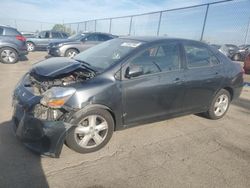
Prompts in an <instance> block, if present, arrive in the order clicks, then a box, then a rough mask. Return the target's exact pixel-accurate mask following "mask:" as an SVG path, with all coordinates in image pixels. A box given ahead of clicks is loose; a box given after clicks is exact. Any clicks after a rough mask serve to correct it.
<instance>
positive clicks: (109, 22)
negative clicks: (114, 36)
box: [109, 18, 112, 33]
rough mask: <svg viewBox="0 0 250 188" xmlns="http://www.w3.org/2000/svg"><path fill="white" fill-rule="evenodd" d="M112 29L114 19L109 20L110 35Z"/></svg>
mask: <svg viewBox="0 0 250 188" xmlns="http://www.w3.org/2000/svg"><path fill="white" fill-rule="evenodd" d="M111 27H112V18H110V20H109V33H111Z"/></svg>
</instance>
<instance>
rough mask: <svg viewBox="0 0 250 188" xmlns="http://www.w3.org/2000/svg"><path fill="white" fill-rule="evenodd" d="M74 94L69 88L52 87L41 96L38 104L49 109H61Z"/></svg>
mask: <svg viewBox="0 0 250 188" xmlns="http://www.w3.org/2000/svg"><path fill="white" fill-rule="evenodd" d="M75 92H76V90H75V89H74V88H70V87H52V88H51V89H49V90H47V91H46V92H45V93H44V94H43V98H42V99H41V101H40V103H41V104H42V105H44V106H47V107H50V108H61V107H62V106H63V105H64V104H65V103H66V102H67V101H68V99H69V98H70V97H71V96H72V95H73V94H74V93H75Z"/></svg>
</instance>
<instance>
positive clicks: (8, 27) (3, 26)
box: [0, 24, 17, 30]
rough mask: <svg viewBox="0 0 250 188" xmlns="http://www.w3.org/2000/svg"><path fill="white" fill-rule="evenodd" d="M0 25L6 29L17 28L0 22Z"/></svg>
mask: <svg viewBox="0 0 250 188" xmlns="http://www.w3.org/2000/svg"><path fill="white" fill-rule="evenodd" d="M0 27H2V28H7V29H15V30H17V29H16V28H14V27H11V26H8V25H1V24H0Z"/></svg>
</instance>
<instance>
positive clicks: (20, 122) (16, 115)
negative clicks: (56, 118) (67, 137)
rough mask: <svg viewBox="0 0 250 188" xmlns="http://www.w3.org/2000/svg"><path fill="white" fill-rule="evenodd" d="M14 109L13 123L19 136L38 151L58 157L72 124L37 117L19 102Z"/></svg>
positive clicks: (34, 150) (50, 155) (20, 137)
mask: <svg viewBox="0 0 250 188" xmlns="http://www.w3.org/2000/svg"><path fill="white" fill-rule="evenodd" d="M14 109H15V110H14V114H13V118H12V120H13V124H12V125H13V128H14V132H15V134H16V136H17V138H18V139H20V140H21V141H22V142H23V143H24V145H25V146H26V147H28V148H29V149H31V150H32V151H34V152H36V153H39V154H41V155H47V156H51V157H56V158H58V157H59V156H60V154H61V150H62V147H63V144H64V140H65V136H66V133H67V131H68V129H69V128H70V127H71V126H70V125H69V124H67V123H65V122H62V121H47V120H40V119H37V118H35V117H34V116H33V115H32V114H31V113H29V112H27V111H25V109H24V108H23V107H22V106H21V105H19V104H16V105H15V106H14Z"/></svg>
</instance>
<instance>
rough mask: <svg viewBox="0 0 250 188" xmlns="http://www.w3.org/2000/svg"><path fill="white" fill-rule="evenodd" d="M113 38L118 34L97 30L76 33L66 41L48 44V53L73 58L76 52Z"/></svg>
mask: <svg viewBox="0 0 250 188" xmlns="http://www.w3.org/2000/svg"><path fill="white" fill-rule="evenodd" d="M113 38H117V36H114V35H111V34H108V33H97V32H85V33H80V34H75V35H73V36H71V37H69V38H68V39H67V40H65V41H61V42H53V43H50V44H49V46H48V53H49V54H50V55H51V56H65V57H70V58H72V57H74V56H75V55H76V54H78V53H80V52H82V51H84V50H86V49H88V48H90V47H92V46H95V45H97V44H99V43H101V42H104V41H107V40H110V39H113Z"/></svg>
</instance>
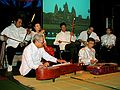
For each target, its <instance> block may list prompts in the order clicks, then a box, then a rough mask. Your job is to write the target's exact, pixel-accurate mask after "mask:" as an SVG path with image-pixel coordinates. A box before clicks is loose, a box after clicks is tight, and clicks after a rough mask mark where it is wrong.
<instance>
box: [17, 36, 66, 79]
mask: <svg viewBox="0 0 120 90" xmlns="http://www.w3.org/2000/svg"><path fill="white" fill-rule="evenodd" d="M43 43H44V37H43V35H39V34H36V35H35V36H34V38H33V42H31V43H30V44H29V45H28V46H27V47H26V48H25V49H24V51H23V54H22V63H21V66H20V69H19V70H20V74H21V75H23V76H26V77H35V76H36V74H35V70H36V69H37V68H38V67H41V66H45V67H47V66H49V63H48V62H46V63H44V64H43V63H42V62H41V59H42V58H43V59H45V60H46V61H51V62H54V63H57V62H59V63H64V62H66V61H65V60H59V59H57V58H55V57H53V56H51V55H49V54H48V53H47V52H46V51H45V50H44V47H43Z"/></svg>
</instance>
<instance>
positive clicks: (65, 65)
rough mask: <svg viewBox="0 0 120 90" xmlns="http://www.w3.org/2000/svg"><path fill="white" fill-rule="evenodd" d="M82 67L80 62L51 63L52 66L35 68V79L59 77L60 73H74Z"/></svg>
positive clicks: (54, 78)
mask: <svg viewBox="0 0 120 90" xmlns="http://www.w3.org/2000/svg"><path fill="white" fill-rule="evenodd" d="M81 69H82V64H72V63H64V64H58V65H53V66H52V67H43V68H38V69H36V79H37V80H47V79H53V82H54V81H55V78H58V77H60V75H64V74H69V73H75V74H76V71H80V70H81Z"/></svg>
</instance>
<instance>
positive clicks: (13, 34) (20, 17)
mask: <svg viewBox="0 0 120 90" xmlns="http://www.w3.org/2000/svg"><path fill="white" fill-rule="evenodd" d="M1 35H4V36H6V37H7V38H8V39H7V46H6V47H7V60H8V69H7V71H8V72H11V71H12V62H13V58H14V55H15V52H16V49H17V48H21V47H22V46H23V44H24V42H26V40H27V41H29V40H30V38H31V36H30V35H29V32H28V30H26V29H25V28H23V27H22V18H21V17H16V19H15V21H14V23H12V24H11V25H10V26H8V27H6V28H5V29H4V30H3V31H2V32H1ZM26 44H27V43H26ZM20 50H21V49H20Z"/></svg>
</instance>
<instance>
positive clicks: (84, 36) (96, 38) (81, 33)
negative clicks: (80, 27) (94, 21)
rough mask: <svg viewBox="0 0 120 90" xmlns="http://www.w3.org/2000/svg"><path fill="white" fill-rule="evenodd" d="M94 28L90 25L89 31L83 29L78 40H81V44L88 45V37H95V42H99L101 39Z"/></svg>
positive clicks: (82, 45) (87, 30)
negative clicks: (95, 31) (87, 39)
mask: <svg viewBox="0 0 120 90" xmlns="http://www.w3.org/2000/svg"><path fill="white" fill-rule="evenodd" d="M93 30H94V28H93V27H92V26H89V28H88V30H87V31H82V32H81V33H80V35H79V37H78V40H79V41H80V42H81V46H86V44H87V39H88V38H93V39H94V40H95V42H99V41H100V39H99V37H98V36H97V34H96V33H95V32H93Z"/></svg>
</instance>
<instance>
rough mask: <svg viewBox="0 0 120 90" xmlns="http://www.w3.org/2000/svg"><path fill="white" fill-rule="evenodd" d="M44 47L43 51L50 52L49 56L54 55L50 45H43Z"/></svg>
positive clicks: (51, 55)
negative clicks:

______________________________

◆ Required action ◆
Write out nothing but the lines from the start of the data through the line with "box: [109, 18, 112, 33]". Leave out the pictures.

◆ Result below ◆
Prompts in an <instance> block, if present, arrive in the order clicks, then a box, then a rough mask. Return the target's exact pixel-accurate mask following "mask:" as an SVG path, with all coordinates in image pixels. A box given ahead of clicks is loose; a box given after clicks is exact. Any clicks after a rough mask serve to correct it.
<instance>
positive clicks: (109, 22)
negative clicks: (114, 36)
box: [109, 18, 112, 33]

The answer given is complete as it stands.